_Extrait du document_
·····

En tant que co-curateur du Savignano Immagini Festival ce texte a été publié en introduction du catalogue « On Being Now » édité par Pazzini Editore en italien et en anglais pour SIFest27 du 14 au 30 septembre 2018. Ce texte préfigure aussi les recherches du 2e Festival Fictions Documentaires à Carcassonne pour les 30 ans du GRAPH en novembre prochain.
« Le réel doit être fictionné pour être pensé. Le « documentaire » relève souvent d’un logique fictionnelle plus complexe que le « récit fictionnel » qui suppose une certaine stéréotypisation des possibles et de leurs combinaisons. La politique et l’art, comme les savoirs, construisent des « fictions », c’est-à-dire des réagencements matériels des signes et des images, des rapports entre ce qu’on voit et ce qu’on dit, entre ce qu’on fait et ce qu’on peut faire. »
Jacques Rancière entretien Médiapart à propos du « Partage du sensible »

·····

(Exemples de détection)
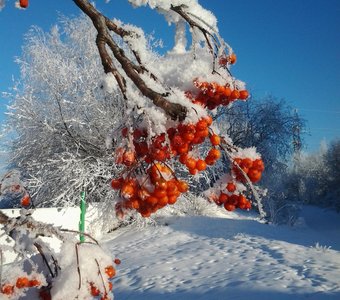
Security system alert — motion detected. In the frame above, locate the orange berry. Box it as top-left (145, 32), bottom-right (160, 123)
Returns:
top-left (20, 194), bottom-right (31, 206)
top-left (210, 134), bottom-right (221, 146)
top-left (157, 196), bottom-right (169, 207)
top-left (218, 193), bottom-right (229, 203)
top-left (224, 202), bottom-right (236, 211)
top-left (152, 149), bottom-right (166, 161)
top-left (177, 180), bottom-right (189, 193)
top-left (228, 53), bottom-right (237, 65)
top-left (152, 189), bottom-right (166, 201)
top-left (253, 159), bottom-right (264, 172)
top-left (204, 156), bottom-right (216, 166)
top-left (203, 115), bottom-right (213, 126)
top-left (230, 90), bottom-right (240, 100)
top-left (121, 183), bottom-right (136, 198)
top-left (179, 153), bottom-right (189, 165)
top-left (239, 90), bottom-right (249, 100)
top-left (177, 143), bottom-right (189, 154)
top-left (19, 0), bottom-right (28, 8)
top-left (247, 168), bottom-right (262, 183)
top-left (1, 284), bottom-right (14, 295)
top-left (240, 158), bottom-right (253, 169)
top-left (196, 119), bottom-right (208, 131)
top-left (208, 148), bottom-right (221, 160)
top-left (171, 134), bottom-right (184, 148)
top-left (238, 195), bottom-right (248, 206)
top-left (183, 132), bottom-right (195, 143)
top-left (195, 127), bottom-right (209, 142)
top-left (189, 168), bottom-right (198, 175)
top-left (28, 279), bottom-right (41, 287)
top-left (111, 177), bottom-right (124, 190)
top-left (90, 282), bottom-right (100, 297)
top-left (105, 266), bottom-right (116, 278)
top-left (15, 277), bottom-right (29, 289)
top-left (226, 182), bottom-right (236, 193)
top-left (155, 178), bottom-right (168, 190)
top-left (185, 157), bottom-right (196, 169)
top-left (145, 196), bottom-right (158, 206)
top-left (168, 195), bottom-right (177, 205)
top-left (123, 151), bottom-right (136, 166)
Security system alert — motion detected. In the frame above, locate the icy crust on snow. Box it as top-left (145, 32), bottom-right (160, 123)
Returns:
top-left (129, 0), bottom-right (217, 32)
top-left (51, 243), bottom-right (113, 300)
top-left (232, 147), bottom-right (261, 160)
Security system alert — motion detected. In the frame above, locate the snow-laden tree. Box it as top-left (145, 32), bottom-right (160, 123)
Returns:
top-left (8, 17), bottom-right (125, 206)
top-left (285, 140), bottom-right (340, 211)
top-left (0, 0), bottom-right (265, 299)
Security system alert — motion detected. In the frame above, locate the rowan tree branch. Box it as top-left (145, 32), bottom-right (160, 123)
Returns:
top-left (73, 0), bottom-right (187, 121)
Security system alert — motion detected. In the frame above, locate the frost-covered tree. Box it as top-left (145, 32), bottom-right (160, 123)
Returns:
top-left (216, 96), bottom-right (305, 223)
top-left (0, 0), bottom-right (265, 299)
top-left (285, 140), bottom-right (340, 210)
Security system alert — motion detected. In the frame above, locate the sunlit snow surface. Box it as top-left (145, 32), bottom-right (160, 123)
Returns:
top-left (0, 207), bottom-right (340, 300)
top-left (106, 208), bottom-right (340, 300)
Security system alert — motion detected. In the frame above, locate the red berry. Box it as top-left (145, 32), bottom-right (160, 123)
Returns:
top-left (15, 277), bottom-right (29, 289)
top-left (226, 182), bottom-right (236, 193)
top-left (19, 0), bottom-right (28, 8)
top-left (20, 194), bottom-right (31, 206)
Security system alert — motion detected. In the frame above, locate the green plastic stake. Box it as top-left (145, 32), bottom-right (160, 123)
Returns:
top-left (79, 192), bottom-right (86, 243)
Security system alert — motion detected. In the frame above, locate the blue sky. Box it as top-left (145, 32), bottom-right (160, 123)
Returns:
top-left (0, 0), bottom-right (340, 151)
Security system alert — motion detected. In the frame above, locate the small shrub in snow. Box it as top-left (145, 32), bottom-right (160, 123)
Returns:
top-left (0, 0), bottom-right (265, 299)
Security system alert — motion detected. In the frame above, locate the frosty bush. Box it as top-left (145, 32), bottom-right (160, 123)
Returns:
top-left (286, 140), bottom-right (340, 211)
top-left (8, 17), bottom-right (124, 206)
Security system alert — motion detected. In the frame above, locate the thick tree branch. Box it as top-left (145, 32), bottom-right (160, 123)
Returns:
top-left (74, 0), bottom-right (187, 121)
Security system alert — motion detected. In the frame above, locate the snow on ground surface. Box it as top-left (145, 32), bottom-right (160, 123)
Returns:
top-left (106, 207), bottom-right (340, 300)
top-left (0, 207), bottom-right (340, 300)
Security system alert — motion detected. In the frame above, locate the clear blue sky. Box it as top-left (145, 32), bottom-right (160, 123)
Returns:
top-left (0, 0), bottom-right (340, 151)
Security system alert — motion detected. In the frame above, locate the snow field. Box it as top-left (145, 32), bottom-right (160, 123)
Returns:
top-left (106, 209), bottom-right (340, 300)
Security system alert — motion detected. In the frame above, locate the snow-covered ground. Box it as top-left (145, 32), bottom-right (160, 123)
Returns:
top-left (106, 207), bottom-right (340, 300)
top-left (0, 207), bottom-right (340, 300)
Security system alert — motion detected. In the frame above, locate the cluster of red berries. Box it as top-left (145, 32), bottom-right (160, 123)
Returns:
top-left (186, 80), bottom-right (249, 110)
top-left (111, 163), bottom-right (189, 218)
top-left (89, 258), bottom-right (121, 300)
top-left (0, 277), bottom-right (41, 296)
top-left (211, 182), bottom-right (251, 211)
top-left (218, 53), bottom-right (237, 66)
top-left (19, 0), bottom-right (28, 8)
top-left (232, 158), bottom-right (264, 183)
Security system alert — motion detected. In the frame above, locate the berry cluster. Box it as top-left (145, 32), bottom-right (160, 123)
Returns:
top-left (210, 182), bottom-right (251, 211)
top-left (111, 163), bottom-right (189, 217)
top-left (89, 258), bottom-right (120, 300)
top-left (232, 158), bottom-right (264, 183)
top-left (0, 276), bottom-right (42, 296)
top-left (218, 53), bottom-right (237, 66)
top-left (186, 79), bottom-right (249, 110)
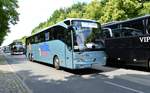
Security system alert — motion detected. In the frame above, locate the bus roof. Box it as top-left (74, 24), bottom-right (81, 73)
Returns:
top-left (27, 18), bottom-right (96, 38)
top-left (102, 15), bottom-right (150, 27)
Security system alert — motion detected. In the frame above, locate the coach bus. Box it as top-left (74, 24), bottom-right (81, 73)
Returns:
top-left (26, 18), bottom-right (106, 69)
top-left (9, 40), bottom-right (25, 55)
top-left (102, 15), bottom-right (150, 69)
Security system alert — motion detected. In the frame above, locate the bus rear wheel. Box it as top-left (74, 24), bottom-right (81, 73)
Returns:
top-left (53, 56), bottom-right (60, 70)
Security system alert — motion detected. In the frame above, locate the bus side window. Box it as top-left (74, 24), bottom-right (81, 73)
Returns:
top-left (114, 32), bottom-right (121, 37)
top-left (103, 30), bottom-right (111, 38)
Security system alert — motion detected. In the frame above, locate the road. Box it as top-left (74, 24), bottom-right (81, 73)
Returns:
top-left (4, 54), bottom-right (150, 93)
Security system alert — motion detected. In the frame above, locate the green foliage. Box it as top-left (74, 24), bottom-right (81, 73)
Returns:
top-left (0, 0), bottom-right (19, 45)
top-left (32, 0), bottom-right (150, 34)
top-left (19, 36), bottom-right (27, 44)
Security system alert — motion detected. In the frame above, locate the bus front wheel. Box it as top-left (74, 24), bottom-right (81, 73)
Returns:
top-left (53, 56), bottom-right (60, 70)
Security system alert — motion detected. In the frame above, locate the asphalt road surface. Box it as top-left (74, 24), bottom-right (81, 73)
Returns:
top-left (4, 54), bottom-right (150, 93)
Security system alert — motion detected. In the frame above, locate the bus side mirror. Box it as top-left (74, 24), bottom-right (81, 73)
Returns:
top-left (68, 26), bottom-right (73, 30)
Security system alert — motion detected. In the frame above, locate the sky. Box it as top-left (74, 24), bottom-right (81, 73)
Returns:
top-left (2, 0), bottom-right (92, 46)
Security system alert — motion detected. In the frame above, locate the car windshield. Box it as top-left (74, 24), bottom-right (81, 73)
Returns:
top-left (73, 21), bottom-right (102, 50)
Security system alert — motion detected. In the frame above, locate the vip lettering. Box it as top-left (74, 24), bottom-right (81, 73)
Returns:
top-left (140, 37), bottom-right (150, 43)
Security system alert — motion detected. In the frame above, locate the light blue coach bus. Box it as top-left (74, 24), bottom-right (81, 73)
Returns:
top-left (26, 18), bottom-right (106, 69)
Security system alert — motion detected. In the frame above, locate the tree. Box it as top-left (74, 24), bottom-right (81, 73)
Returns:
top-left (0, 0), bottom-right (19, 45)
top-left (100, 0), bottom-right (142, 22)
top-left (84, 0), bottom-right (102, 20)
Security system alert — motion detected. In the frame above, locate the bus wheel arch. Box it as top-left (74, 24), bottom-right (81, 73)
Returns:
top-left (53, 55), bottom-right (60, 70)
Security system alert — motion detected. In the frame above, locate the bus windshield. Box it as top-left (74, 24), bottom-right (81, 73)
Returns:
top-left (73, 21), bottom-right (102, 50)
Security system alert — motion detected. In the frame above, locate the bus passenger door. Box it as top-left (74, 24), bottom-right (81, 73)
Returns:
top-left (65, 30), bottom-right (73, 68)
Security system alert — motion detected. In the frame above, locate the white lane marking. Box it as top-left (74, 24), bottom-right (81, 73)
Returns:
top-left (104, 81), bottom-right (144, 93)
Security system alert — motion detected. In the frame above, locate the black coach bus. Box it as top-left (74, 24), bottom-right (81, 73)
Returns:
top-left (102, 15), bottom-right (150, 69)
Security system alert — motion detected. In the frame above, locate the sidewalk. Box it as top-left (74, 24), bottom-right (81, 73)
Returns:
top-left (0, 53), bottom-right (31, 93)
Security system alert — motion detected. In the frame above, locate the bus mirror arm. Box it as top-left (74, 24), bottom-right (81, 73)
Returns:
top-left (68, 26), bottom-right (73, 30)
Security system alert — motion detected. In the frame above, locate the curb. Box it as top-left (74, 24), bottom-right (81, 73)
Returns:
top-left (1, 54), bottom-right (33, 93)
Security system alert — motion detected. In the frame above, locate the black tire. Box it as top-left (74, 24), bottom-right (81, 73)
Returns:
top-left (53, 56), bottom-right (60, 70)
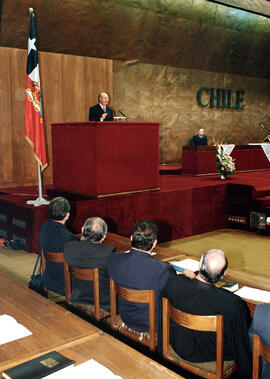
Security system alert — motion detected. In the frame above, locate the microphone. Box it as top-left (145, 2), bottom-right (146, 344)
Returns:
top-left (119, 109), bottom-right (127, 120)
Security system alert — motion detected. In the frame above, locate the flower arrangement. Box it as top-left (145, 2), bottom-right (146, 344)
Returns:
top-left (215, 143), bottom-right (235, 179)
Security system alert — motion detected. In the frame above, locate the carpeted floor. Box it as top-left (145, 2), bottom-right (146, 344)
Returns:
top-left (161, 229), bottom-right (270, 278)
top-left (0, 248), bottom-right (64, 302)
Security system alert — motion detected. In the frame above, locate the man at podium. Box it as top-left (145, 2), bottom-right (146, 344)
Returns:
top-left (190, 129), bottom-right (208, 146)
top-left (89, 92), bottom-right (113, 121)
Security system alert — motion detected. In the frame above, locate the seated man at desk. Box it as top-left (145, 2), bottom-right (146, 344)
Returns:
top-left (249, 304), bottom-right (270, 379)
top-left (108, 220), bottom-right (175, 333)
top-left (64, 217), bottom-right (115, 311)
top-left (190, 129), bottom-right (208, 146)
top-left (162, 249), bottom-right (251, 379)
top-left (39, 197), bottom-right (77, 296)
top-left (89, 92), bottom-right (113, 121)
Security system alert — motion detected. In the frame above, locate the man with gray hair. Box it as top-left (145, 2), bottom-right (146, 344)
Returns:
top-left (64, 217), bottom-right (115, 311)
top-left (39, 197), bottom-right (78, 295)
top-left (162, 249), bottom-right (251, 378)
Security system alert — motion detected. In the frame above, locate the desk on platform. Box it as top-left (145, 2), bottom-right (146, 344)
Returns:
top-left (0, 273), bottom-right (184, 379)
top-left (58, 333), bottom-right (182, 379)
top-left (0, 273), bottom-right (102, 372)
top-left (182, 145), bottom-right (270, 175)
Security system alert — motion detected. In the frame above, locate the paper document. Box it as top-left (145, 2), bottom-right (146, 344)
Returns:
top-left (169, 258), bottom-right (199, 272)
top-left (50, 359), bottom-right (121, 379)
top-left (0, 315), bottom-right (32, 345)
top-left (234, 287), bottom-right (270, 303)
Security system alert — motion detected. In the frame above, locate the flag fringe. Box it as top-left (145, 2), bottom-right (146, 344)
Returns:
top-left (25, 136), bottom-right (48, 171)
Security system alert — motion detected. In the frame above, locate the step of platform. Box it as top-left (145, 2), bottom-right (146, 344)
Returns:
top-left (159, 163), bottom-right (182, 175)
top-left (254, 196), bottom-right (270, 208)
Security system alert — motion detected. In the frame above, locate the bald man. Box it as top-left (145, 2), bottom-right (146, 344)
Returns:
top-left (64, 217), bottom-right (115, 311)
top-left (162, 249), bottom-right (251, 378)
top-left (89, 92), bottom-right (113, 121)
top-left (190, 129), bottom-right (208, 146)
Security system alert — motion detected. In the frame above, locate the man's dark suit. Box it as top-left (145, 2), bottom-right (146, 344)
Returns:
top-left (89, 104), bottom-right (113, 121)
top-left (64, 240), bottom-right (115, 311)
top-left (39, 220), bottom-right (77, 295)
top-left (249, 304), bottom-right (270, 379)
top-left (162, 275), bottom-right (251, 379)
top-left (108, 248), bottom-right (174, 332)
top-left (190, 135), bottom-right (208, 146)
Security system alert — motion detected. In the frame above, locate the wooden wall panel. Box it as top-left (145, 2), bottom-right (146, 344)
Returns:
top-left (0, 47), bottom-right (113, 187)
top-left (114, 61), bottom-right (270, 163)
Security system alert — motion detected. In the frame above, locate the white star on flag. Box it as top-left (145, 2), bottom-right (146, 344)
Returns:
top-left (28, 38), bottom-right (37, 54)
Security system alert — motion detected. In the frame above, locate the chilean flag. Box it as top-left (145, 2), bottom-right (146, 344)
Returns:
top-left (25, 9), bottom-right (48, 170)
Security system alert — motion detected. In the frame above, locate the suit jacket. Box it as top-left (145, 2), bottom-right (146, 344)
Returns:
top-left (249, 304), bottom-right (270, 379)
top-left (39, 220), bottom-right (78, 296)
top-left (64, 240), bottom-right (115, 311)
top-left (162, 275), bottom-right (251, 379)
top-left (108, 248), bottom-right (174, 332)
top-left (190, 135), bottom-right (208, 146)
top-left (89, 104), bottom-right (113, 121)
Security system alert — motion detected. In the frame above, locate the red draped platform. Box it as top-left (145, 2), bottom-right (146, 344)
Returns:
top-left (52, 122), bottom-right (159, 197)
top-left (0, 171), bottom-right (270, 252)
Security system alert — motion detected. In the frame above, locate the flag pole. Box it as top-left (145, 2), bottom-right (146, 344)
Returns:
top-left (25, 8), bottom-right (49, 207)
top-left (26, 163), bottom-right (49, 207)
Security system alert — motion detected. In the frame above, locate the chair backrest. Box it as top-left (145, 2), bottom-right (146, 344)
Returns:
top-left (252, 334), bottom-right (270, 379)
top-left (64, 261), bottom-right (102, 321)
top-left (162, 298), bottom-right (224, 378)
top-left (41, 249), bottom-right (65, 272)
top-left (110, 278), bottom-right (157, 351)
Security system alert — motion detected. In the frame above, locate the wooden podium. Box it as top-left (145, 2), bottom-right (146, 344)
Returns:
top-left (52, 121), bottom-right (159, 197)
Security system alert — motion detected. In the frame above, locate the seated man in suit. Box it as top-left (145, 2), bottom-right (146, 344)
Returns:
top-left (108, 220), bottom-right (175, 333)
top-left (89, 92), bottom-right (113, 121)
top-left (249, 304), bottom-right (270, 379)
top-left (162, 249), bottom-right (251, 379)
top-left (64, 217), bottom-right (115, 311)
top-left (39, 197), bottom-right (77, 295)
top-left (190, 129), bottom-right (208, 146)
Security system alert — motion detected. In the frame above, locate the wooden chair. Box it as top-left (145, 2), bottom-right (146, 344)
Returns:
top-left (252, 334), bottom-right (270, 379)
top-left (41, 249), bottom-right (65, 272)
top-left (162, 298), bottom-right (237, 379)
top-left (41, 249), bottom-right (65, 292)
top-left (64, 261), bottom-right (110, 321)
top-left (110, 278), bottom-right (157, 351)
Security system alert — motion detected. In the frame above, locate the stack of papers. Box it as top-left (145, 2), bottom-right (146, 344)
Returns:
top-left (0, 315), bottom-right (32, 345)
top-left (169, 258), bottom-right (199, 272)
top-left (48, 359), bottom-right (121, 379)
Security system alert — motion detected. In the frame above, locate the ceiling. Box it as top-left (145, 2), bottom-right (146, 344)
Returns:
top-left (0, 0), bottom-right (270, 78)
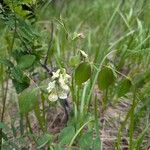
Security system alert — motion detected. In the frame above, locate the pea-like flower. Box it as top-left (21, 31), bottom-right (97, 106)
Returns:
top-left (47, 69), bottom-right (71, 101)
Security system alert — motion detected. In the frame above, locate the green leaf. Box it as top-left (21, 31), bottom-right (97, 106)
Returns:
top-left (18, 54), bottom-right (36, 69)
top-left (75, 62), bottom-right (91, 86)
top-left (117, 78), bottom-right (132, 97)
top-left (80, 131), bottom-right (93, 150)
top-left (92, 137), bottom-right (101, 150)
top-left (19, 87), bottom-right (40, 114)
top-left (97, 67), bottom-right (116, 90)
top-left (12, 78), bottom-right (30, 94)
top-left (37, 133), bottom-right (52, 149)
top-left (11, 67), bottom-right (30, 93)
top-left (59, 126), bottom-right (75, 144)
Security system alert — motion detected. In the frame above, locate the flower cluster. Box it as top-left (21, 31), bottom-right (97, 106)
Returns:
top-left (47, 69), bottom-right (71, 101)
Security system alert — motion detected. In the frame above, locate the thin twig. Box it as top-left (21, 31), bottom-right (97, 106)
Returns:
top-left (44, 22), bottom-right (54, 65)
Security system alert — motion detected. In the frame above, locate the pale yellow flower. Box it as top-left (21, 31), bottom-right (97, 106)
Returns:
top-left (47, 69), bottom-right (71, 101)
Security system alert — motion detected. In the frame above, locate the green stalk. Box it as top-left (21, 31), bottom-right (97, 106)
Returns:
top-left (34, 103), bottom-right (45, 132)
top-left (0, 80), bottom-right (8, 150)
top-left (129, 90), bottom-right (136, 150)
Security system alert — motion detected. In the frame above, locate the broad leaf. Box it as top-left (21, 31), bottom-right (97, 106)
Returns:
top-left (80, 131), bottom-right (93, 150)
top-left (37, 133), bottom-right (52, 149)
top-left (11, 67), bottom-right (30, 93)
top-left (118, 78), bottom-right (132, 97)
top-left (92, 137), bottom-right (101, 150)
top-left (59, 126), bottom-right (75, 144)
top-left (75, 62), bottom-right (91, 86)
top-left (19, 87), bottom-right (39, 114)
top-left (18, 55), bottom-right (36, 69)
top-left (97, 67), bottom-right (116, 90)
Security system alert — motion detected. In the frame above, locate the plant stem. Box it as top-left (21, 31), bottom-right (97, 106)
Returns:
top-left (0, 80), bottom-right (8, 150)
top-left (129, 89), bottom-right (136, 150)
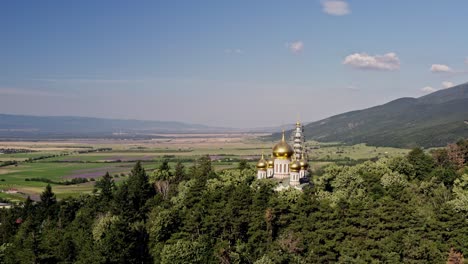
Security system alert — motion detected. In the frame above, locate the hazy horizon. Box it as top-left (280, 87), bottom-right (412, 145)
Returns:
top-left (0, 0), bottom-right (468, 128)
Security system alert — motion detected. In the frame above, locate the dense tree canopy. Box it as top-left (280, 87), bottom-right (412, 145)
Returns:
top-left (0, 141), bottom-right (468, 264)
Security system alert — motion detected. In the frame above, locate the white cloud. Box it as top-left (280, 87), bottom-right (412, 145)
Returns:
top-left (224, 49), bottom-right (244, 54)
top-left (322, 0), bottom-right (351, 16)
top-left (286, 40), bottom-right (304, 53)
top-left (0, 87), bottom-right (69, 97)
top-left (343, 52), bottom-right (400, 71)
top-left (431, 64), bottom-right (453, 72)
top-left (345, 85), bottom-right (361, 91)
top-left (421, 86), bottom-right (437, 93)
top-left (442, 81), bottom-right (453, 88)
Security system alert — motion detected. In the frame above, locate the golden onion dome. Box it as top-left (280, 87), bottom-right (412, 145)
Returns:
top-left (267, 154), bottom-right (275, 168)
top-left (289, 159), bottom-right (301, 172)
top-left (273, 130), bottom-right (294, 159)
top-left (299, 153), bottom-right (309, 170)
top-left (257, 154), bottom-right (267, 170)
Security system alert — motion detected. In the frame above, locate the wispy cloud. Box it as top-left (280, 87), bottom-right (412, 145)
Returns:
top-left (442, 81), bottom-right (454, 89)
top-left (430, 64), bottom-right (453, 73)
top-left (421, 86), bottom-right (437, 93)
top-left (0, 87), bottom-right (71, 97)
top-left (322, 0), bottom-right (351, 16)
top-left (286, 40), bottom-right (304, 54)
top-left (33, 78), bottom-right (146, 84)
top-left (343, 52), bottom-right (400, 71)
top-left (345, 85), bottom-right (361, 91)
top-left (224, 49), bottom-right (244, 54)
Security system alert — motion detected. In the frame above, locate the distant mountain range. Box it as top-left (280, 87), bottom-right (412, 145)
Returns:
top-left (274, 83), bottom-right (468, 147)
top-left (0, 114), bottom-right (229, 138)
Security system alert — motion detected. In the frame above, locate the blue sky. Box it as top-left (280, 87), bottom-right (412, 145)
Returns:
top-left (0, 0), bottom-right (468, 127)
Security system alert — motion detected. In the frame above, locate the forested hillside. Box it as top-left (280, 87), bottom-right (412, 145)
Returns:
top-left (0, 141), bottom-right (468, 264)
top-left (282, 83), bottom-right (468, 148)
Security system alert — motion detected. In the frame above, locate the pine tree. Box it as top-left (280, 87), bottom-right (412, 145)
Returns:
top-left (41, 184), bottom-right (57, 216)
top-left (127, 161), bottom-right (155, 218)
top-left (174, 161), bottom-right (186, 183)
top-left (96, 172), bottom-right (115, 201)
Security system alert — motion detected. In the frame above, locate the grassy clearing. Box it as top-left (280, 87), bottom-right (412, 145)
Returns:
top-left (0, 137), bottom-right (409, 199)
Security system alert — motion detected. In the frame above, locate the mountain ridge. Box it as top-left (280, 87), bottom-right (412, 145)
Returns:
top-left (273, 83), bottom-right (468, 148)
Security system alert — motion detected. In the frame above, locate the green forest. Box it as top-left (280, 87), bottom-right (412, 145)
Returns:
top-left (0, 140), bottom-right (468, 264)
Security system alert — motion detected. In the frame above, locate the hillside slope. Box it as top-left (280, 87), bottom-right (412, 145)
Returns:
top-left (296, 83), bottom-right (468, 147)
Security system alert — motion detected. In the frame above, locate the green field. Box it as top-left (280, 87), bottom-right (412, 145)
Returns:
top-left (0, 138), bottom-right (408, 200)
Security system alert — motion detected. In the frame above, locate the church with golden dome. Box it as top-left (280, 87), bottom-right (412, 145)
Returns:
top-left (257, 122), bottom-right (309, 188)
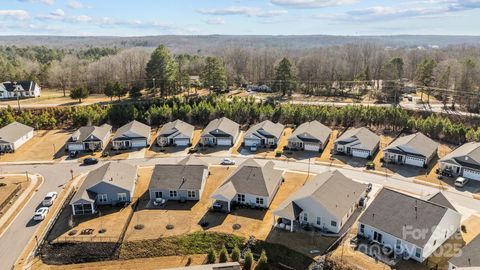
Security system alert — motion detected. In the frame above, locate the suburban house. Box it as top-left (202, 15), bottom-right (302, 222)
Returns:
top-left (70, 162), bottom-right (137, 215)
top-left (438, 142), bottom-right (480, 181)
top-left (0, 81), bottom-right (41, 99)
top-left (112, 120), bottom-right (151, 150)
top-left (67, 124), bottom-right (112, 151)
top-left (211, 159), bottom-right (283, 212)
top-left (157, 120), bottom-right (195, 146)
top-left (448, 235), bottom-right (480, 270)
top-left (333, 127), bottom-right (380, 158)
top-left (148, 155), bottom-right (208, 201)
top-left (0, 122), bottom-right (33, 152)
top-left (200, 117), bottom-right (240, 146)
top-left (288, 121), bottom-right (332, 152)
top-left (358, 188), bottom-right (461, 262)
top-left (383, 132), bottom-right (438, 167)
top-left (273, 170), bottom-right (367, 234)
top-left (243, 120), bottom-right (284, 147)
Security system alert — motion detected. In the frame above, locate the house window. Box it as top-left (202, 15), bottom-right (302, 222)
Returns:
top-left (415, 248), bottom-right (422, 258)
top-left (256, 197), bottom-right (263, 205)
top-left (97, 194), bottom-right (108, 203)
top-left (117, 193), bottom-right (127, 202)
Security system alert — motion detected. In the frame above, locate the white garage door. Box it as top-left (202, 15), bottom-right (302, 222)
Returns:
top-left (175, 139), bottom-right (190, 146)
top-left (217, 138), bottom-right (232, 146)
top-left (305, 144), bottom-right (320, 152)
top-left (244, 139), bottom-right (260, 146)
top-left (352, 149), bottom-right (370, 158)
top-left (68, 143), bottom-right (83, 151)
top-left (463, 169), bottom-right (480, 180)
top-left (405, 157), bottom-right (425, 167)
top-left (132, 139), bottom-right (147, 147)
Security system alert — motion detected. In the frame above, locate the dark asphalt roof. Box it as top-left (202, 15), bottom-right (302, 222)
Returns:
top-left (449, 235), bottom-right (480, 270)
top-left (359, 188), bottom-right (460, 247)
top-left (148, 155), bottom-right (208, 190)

·····

_Consigne de l'exercice_
Rédigez la suite de l'introduction sur le réel et la fiction documentaire, à partir de la dernière ligne présentée.

_Réponse rédigée_
Nous vivons sous la surveillance constante des caméras électroniques, observés et suivis par les connexions de tous nos outils de communication. La concurrence des appareils de prises de vues de type smartphone ou tablettes démultiplie les images solitaires, autocentrées comme les selfies et leur saturation des flux des réseaux sociaux facebook, instagram ou snapshat voit l’image se banaliser et perdre ses pouvoirs de rendre compte du monde. Cela coïncide avec l’ère généralisée des post (post modernisme, post histoire etc..) qui marque l’époque de la fin des utopies, de la perte des grands récits ; Max Pinckers quant à lui dénonce notre soumission à l’idéologie post-vérité. Etre aujourd’hui se conjugue au présent de ces flux d’images et de messages que nous ne maîtrisons plus, tout cela suppose une reprise en main, avec d’autres outils artistiques. Depuis plusieurs années des photographes souhaitent garder la dimension documentaire de la photographie tout en la rendant plus contemporaine. La sélection de SIFest en 2018 présente un ensemble de travaux produits dans cette perspective novatrice.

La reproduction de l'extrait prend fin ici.